[Stored data entries]

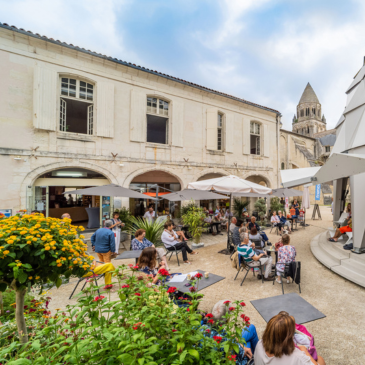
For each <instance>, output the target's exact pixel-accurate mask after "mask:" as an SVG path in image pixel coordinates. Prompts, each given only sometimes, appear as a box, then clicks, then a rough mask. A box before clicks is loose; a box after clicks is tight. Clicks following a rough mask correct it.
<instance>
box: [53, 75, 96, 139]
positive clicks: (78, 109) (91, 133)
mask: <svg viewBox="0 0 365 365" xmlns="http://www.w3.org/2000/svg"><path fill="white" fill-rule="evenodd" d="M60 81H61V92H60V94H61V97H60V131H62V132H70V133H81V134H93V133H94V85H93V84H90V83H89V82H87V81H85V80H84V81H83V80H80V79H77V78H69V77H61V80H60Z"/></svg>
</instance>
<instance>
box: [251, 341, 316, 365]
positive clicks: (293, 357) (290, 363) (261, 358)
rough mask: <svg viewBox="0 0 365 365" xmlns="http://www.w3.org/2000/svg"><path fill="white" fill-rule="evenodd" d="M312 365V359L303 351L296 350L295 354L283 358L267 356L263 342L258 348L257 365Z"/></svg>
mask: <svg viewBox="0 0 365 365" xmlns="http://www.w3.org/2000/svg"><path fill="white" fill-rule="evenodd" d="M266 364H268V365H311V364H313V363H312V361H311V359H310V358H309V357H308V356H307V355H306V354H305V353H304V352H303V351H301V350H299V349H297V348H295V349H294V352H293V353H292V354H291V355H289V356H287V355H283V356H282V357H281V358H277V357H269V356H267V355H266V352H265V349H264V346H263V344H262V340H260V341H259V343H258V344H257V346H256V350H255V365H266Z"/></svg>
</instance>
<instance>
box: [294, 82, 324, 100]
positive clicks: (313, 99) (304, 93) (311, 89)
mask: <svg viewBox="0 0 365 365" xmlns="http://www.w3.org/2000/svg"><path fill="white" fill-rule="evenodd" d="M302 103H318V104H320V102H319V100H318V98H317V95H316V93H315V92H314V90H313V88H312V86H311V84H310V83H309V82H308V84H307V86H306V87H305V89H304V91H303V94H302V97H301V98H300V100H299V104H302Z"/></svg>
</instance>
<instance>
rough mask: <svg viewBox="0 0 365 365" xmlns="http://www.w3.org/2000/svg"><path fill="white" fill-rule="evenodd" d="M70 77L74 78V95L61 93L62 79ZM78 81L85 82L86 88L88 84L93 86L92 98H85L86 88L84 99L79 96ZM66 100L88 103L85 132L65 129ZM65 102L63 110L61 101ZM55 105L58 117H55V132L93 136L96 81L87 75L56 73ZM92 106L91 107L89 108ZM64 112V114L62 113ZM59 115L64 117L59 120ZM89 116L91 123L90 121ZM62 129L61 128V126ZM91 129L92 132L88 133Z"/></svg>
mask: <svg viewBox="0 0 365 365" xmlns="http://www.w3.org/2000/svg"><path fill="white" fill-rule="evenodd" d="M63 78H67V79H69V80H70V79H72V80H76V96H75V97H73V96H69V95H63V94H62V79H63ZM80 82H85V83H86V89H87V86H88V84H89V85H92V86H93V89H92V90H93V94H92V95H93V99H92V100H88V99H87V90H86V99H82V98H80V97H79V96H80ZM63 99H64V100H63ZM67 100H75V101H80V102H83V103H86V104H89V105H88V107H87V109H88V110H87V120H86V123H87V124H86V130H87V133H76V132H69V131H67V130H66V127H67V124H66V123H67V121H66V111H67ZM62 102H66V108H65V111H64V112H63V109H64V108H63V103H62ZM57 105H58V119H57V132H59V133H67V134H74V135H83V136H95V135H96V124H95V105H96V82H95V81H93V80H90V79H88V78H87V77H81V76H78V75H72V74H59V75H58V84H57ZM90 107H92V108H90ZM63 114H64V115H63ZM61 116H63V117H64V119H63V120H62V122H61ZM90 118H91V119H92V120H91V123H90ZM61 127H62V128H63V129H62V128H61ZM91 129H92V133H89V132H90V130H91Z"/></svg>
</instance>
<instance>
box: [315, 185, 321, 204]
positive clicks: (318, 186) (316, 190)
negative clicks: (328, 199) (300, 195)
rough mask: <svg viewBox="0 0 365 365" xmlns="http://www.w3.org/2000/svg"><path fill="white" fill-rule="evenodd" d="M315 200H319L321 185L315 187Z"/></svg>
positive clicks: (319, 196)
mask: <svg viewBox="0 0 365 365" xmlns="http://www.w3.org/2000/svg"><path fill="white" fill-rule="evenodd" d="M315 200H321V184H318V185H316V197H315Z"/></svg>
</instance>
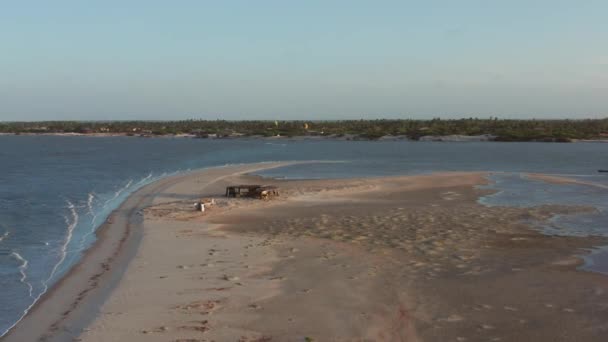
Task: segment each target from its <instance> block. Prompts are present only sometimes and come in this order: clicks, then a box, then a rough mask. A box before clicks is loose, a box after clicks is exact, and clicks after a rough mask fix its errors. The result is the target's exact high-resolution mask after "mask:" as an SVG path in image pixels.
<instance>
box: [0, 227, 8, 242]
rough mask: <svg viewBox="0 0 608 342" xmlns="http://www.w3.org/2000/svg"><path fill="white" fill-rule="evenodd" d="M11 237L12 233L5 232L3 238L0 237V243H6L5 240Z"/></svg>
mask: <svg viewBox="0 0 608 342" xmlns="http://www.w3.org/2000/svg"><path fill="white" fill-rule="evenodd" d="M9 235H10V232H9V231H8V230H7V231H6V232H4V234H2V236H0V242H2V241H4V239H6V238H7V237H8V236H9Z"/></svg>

**TASK PROMPT**
With the pictures omitted, print each line of the data above precisely as given.

**RESPONSE BELOW**
For each <instance>, output the target's exact pixel-accurate mask after "mask:" as an SVG path in image pixel coordinates. Prompts, each given only sometimes, appear as a box, then clicks, then a rough mask. A box before clicks is loose; a box after clicks is tight. Clicks following a rough mask correct it.
<instance>
box: [53, 75, 96, 139]
positive clicks: (78, 109) (91, 133)
mask: <svg viewBox="0 0 365 365" xmlns="http://www.w3.org/2000/svg"><path fill="white" fill-rule="evenodd" d="M60 81H61V92H60V94H61V97H60V131H62V132H70V133H81V134H93V133H94V85H93V84H90V83H89V82H87V81H85V80H84V81H83V80H80V79H77V78H69V77H61V80H60Z"/></svg>
</instance>
<instance>
box: [251, 341, 316, 365]
positive clicks: (293, 357) (290, 363) (261, 358)
rough mask: <svg viewBox="0 0 365 365" xmlns="http://www.w3.org/2000/svg"><path fill="white" fill-rule="evenodd" d="M312 365V359L303 351L296 350L295 354L283 358L267 356L263 342L258 348L257 365Z"/></svg>
mask: <svg viewBox="0 0 365 365" xmlns="http://www.w3.org/2000/svg"><path fill="white" fill-rule="evenodd" d="M266 364H268V365H311V364H313V363H312V361H311V359H310V358H309V357H308V356H307V355H306V354H305V353H304V352H303V351H301V350H299V349H297V348H295V349H294V352H293V353H292V354H291V355H289V356H287V355H283V356H282V357H281V358H277V357H269V356H267V355H266V352H265V349H264V346H263V344H262V340H260V341H259V343H258V344H257V346H256V350H255V365H266Z"/></svg>
</instance>
<instance>
box: [294, 82, 324, 100]
positive clicks: (313, 99) (304, 93) (311, 89)
mask: <svg viewBox="0 0 365 365" xmlns="http://www.w3.org/2000/svg"><path fill="white" fill-rule="evenodd" d="M302 103H318V104H320V102H319V100H318V98H317V95H316V93H315V92H314V90H313V88H312V86H311V84H310V83H309V82H308V84H307V86H306V87H305V89H304V91H303V94H302V97H301V98H300V100H299V104H302Z"/></svg>
</instance>
<instance>
rough mask: <svg viewBox="0 0 365 365" xmlns="http://www.w3.org/2000/svg"><path fill="white" fill-rule="evenodd" d="M70 77L74 78V95L61 93L62 79ZM78 81L85 82L86 88L88 84L93 86L92 98H85L86 88L84 99L79 96ZM66 100L88 103L85 132L65 129ZM65 102L63 110L61 101ZM55 105L58 117H55V132L93 136L96 81L87 75L56 73ZM92 106L91 107L89 108ZM64 112V114L62 113ZM59 115L64 117L59 120ZM89 116L91 123L90 121ZM62 129L61 128V126ZM91 129L92 132L88 133Z"/></svg>
mask: <svg viewBox="0 0 365 365" xmlns="http://www.w3.org/2000/svg"><path fill="white" fill-rule="evenodd" d="M63 78H67V79H69V80H70V79H72V80H76V96H75V97H73V96H69V95H63V94H62V79H63ZM80 82H85V83H86V89H87V86H88V84H89V85H92V86H93V89H92V90H93V94H92V95H93V99H92V100H88V99H87V90H86V99H82V98H80V97H79V96H80ZM63 99H64V100H63ZM67 100H75V101H80V102H83V103H86V104H89V105H88V107H87V109H88V110H87V120H86V123H87V124H86V130H87V133H76V132H69V131H67V130H66V127H67V124H66V123H67V121H66V111H67ZM62 102H66V108H65V111H64V112H63V109H64V108H63V103H62ZM57 105H58V119H57V132H59V133H67V134H74V135H83V136H95V135H96V124H95V105H96V82H95V81H93V80H90V79H88V78H87V77H81V76H78V75H72V74H59V75H58V84H57ZM90 107H92V108H90ZM63 114H64V115H63ZM61 116H63V117H64V119H63V120H62V122H61ZM90 118H91V119H92V120H91V123H90ZM61 127H62V128H63V129H62V128H61ZM91 129H92V133H89V132H90V130H91Z"/></svg>
</instance>
<instance>
box: [315, 185, 321, 204]
positive clicks: (318, 186) (316, 190)
negative clicks: (328, 199) (300, 195)
rough mask: <svg viewBox="0 0 365 365" xmlns="http://www.w3.org/2000/svg"><path fill="white" fill-rule="evenodd" d="M315 200H319L321 185L315 187Z"/></svg>
positive clicks: (319, 196)
mask: <svg viewBox="0 0 365 365" xmlns="http://www.w3.org/2000/svg"><path fill="white" fill-rule="evenodd" d="M315 200H321V184H318V185H316V197H315Z"/></svg>
</instance>
Task: segment each target from its <instance> block. Prompts are present only sometimes and come in this order: clicks, then a box, then a rough mask. A box before clicks is loose, a box after clicks is exact, and clicks after a rough mask fix its errors. The result is the target's exact high-resolution mask after "mask:" as an SVG path in image pixels.
<instance>
box: [0, 227, 8, 242]
rough mask: <svg viewBox="0 0 608 342" xmlns="http://www.w3.org/2000/svg"><path fill="white" fill-rule="evenodd" d="M11 237L12 233L5 232L3 238L0 237V243H6L5 240Z"/></svg>
mask: <svg viewBox="0 0 608 342" xmlns="http://www.w3.org/2000/svg"><path fill="white" fill-rule="evenodd" d="M9 235H10V232H9V231H8V230H7V231H6V232H4V234H2V236H0V242H2V241H4V239H6V238H7V237H8V236H9Z"/></svg>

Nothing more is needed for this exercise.